* **Exercise brief**
Return, without any change, only the lines that start with the one containing "If you would be willing to mark the cargo" and continue through the final line.

[Rows taken from a dataset]
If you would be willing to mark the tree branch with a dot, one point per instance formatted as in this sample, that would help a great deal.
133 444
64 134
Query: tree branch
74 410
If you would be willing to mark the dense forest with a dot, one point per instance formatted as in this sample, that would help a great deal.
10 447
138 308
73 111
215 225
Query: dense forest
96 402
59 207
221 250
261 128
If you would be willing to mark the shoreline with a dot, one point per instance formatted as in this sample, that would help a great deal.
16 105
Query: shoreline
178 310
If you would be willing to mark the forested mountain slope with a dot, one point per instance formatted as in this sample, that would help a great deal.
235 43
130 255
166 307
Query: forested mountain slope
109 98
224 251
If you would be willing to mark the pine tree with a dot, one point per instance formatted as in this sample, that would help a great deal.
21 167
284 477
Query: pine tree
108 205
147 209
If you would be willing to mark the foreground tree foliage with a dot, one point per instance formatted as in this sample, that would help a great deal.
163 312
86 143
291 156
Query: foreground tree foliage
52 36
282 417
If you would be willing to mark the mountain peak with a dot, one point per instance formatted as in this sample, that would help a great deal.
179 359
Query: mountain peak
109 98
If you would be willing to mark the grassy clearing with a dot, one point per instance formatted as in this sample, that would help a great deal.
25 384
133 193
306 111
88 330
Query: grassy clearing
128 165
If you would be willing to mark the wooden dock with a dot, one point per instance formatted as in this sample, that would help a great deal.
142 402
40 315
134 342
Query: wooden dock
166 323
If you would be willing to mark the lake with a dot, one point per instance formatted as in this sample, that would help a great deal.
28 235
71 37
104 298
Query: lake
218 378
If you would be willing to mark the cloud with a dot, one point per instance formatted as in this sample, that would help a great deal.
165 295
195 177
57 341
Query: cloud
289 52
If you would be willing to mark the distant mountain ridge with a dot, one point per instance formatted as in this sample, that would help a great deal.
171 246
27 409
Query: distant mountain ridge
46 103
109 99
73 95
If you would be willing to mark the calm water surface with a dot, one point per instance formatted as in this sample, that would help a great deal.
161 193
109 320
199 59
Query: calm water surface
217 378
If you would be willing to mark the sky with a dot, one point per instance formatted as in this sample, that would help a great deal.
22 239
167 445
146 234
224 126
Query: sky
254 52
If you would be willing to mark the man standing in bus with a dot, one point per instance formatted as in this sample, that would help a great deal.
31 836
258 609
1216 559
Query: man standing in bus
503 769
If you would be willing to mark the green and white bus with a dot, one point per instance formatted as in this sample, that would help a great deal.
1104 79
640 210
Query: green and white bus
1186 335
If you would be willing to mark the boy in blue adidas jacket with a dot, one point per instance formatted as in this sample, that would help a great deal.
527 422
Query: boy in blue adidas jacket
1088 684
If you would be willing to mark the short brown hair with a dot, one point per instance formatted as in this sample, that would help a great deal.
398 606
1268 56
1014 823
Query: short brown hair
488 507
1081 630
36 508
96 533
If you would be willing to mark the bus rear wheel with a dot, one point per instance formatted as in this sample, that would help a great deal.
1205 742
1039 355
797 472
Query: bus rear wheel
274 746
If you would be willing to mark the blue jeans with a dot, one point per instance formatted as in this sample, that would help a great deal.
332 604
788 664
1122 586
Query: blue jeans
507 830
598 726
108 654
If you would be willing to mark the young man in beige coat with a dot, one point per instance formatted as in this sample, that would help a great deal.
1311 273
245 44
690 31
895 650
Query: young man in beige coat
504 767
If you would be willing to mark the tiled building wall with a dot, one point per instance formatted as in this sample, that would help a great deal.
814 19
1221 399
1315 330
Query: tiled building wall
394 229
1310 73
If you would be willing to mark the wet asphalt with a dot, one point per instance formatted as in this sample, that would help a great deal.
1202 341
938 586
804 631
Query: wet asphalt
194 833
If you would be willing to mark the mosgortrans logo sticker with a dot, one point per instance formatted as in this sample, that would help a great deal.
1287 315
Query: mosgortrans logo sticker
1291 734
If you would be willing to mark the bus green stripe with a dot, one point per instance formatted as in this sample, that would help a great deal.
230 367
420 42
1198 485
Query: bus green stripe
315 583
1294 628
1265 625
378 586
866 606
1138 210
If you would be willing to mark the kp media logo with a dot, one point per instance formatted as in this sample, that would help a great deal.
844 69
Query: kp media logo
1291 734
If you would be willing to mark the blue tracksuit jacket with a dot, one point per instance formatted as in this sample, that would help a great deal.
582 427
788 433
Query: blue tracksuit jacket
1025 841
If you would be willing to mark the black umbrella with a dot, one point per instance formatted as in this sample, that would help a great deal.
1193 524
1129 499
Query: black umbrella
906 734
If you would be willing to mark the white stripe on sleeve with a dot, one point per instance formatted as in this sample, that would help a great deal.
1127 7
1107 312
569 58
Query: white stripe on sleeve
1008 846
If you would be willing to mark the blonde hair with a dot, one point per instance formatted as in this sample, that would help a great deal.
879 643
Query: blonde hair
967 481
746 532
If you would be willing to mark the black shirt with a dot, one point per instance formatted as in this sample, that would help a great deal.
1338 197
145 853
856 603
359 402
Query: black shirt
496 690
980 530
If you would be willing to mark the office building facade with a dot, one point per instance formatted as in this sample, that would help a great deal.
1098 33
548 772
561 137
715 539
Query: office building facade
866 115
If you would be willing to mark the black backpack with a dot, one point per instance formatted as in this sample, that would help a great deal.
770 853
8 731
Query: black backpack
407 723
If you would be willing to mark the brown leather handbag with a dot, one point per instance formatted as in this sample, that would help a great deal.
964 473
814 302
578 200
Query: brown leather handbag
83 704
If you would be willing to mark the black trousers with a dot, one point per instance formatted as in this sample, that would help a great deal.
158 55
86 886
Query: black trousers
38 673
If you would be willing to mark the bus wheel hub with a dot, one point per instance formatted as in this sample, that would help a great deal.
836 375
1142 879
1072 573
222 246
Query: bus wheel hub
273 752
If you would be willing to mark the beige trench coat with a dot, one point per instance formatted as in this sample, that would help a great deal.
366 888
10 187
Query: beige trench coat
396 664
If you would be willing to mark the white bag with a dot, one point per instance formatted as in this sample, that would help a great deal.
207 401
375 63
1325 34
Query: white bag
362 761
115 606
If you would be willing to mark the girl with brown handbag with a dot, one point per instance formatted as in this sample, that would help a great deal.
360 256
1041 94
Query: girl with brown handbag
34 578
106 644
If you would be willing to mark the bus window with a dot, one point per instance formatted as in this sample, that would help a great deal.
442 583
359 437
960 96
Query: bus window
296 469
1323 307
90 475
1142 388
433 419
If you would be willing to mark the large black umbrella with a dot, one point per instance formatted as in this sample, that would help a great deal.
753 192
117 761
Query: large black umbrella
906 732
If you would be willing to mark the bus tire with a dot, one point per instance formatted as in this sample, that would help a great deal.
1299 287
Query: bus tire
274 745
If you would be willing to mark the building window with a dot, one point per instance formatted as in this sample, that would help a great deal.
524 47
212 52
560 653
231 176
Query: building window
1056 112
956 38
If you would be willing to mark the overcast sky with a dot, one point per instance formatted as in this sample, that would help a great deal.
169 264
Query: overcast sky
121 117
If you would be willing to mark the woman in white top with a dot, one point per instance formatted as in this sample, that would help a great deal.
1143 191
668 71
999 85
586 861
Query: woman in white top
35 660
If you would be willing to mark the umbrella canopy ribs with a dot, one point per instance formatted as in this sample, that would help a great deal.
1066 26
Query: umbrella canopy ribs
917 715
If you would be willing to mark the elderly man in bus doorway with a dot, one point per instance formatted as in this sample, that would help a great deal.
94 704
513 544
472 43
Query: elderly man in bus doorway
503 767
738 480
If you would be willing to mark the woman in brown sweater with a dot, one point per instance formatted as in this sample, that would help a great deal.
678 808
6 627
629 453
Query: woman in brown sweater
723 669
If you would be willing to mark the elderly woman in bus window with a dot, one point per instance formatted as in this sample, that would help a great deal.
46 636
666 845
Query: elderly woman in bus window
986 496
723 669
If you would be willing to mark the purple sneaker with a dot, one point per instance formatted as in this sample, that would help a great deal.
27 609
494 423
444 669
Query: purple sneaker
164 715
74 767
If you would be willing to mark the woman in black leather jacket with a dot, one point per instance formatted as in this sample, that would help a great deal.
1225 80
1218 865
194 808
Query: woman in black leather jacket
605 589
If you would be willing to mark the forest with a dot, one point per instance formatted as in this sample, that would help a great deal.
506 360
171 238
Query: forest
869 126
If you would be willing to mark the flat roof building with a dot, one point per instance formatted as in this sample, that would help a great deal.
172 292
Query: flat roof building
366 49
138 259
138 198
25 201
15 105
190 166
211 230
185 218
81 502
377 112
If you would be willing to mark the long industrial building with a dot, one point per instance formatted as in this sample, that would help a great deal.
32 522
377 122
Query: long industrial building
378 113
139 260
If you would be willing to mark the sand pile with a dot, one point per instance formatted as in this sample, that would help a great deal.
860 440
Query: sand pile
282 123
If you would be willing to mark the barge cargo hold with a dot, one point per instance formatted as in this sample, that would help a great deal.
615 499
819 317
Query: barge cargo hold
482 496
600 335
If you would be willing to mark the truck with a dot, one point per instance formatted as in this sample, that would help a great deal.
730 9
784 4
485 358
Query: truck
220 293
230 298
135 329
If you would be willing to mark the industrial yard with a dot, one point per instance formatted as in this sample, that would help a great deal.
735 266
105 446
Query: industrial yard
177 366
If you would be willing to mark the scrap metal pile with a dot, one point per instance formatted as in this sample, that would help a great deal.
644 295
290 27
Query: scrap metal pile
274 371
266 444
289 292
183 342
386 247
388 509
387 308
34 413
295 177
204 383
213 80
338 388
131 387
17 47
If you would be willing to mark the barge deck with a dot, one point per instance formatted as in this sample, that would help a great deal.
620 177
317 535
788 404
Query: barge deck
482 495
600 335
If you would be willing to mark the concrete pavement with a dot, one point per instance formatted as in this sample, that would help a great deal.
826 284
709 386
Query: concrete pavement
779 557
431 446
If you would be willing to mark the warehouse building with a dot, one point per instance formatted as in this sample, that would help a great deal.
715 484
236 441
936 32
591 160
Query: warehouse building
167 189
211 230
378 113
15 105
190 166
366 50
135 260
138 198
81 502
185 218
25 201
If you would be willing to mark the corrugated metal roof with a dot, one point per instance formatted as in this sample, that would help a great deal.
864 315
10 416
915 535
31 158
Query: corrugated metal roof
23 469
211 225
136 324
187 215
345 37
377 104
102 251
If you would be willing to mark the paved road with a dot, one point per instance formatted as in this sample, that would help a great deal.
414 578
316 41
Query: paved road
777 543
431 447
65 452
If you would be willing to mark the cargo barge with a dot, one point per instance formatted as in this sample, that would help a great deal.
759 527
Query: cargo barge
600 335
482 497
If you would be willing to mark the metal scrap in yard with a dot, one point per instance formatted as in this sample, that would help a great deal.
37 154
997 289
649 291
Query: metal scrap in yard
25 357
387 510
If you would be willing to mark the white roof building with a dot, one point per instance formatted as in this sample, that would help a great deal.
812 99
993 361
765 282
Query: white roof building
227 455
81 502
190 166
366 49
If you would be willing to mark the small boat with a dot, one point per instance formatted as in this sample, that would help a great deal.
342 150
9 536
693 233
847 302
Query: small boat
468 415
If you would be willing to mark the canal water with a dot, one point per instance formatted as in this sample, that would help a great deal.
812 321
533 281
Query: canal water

* **The response**
If you would be willing to mark the cargo barge with a dot, one point per instance formatted as in this sample, that would help a great deal.
759 527
Query: cargo barge
600 335
482 497
If you would be willing to mark the metal scrap in yard with a dot, one point per instance formatted as in this sample, that would help a great deal.
37 154
997 289
649 291
Query: metal scrap in yard
25 357
387 510
If you would be willing to mark the white roof building with a dot, one point per instance formatted as in this sample, that would help a great deal.
812 99
993 361
765 282
Query: white roof building
227 455
81 502
190 166
366 49
If you would be willing to mark the small boat with a dot, one point per instance formatted as in this sample, that would help a great deal.
342 150
9 536
693 233
847 302
Query: small boat
468 415
If you would be willing to mark the canal water with a dot, one point per instance formatted as in this sample, that would help a great deal.
812 321
533 281
Query: canal water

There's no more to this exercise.